Stated problem — Find every line below that contains the word "background" and copy each one out. Match the case exactly.

--- Entries ---

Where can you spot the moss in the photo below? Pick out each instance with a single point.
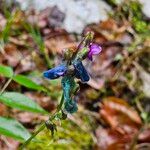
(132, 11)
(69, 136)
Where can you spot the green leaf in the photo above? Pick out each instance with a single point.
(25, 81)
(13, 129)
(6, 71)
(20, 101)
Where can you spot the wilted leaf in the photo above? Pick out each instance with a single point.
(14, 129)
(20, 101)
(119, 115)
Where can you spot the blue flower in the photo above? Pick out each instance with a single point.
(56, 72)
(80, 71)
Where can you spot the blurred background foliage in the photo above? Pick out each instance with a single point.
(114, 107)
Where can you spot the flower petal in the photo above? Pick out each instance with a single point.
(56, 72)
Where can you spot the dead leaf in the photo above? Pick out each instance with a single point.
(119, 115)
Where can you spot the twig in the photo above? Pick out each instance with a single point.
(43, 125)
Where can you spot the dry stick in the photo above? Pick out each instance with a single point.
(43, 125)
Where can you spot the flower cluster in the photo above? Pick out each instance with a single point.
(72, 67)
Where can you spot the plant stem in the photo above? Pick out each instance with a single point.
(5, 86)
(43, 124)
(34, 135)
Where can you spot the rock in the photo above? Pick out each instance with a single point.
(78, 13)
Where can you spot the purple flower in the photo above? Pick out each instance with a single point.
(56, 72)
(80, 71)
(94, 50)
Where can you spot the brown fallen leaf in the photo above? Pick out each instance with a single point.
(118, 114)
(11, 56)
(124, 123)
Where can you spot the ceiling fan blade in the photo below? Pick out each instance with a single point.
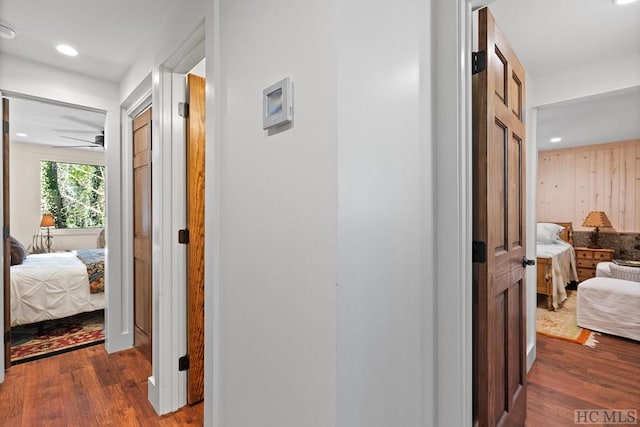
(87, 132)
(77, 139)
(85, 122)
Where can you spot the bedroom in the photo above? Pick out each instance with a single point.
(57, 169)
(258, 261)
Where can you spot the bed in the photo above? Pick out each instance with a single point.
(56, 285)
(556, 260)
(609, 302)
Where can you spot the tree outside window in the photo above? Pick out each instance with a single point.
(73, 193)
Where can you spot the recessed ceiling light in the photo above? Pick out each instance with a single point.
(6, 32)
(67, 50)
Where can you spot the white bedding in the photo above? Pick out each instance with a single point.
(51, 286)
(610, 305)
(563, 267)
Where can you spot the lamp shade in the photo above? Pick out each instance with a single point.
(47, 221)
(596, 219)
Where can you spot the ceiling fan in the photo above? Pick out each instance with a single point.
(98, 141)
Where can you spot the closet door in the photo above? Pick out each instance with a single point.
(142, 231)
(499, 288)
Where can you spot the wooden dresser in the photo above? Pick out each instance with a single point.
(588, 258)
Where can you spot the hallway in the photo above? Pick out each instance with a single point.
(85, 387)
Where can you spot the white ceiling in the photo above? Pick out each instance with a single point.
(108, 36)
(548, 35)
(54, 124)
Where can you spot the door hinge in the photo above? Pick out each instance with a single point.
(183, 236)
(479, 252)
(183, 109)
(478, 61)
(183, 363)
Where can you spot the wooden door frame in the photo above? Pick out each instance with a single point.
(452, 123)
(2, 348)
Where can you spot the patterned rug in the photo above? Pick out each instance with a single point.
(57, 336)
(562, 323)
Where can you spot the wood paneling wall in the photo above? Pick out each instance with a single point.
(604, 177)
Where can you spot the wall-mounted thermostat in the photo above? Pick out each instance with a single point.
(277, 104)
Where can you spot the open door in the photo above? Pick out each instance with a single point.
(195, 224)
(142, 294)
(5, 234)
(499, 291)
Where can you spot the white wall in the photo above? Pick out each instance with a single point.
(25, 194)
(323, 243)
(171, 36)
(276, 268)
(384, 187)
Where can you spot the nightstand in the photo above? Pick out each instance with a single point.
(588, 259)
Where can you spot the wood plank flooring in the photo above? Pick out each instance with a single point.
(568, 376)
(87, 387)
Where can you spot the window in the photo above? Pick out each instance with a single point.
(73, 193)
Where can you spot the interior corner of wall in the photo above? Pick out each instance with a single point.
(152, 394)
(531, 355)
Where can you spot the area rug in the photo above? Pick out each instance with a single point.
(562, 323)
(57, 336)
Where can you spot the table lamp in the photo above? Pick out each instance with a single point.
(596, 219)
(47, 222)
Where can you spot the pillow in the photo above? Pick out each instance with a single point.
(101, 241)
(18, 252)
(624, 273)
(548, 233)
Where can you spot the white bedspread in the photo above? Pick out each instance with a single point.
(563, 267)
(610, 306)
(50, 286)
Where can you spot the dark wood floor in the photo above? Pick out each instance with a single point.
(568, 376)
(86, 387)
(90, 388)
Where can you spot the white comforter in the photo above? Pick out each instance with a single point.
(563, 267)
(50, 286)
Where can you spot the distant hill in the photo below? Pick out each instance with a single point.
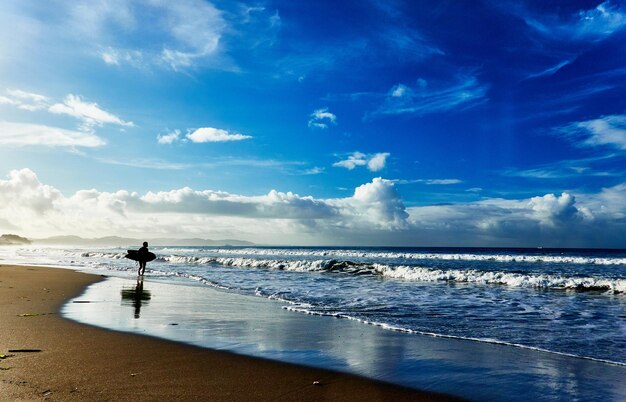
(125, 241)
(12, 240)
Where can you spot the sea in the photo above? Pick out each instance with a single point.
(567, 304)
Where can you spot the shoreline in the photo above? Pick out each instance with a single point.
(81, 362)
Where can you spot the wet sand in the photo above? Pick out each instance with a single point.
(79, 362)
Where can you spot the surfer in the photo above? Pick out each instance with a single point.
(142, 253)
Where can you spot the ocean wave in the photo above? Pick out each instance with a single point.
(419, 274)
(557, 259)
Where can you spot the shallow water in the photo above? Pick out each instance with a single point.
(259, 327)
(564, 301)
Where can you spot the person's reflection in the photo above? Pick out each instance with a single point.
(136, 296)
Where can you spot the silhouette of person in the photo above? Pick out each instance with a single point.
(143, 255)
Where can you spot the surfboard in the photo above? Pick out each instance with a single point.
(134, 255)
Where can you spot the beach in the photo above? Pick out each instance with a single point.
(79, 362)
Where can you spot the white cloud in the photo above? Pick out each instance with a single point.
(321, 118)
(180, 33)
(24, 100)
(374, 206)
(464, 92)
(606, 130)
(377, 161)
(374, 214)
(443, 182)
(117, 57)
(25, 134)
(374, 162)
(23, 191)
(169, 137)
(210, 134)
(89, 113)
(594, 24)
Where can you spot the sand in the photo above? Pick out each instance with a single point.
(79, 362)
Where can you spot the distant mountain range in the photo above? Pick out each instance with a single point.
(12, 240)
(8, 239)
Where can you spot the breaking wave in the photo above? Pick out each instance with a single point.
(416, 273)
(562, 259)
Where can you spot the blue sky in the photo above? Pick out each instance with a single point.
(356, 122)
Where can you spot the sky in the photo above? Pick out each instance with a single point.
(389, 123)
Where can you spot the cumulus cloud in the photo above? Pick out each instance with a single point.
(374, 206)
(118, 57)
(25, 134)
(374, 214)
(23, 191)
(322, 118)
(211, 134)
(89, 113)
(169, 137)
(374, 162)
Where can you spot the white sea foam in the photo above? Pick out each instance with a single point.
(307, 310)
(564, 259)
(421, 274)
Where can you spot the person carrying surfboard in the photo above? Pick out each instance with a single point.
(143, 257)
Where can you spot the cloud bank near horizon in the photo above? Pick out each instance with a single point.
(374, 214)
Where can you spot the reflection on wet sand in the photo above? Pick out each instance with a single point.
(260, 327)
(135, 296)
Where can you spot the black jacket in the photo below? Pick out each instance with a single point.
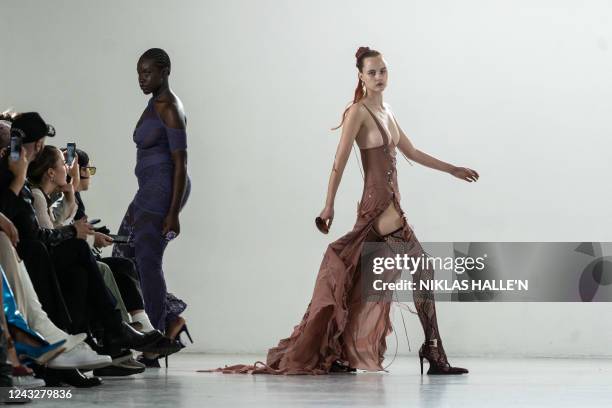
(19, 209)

---
--- Entries ---

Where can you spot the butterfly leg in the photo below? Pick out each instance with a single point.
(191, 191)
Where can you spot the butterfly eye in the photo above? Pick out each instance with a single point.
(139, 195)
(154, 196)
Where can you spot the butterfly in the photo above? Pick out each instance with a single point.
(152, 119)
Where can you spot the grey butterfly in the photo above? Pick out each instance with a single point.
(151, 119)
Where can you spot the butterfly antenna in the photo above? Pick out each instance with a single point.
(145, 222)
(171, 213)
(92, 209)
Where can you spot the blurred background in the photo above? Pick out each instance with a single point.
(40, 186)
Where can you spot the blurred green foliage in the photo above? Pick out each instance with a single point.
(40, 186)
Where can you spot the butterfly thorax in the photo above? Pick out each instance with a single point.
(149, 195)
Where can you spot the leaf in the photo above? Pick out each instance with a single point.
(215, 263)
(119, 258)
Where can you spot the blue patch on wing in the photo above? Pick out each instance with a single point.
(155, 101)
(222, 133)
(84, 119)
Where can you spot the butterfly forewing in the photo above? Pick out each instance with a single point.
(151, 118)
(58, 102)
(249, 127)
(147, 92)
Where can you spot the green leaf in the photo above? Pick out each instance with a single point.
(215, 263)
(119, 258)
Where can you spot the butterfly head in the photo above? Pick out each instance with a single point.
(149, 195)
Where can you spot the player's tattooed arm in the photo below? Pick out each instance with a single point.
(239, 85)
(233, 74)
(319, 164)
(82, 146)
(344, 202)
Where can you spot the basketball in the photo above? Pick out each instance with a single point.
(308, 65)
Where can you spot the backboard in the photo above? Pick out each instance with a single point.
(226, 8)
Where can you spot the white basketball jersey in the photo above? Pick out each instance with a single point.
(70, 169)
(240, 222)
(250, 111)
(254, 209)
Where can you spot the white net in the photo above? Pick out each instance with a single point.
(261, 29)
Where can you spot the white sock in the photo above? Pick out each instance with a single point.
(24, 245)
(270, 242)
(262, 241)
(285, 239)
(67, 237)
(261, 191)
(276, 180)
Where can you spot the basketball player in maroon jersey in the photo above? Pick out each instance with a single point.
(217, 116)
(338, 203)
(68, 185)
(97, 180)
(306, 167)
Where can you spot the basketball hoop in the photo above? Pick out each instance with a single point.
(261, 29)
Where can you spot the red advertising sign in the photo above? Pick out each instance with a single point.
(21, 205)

---

Solution to this exercise —
Where can you spot the blurred background foliage in the photo above? Pick out each instance with a single point.
Where can you spot the blurred background in the photo above? Pick out each instance with a single point.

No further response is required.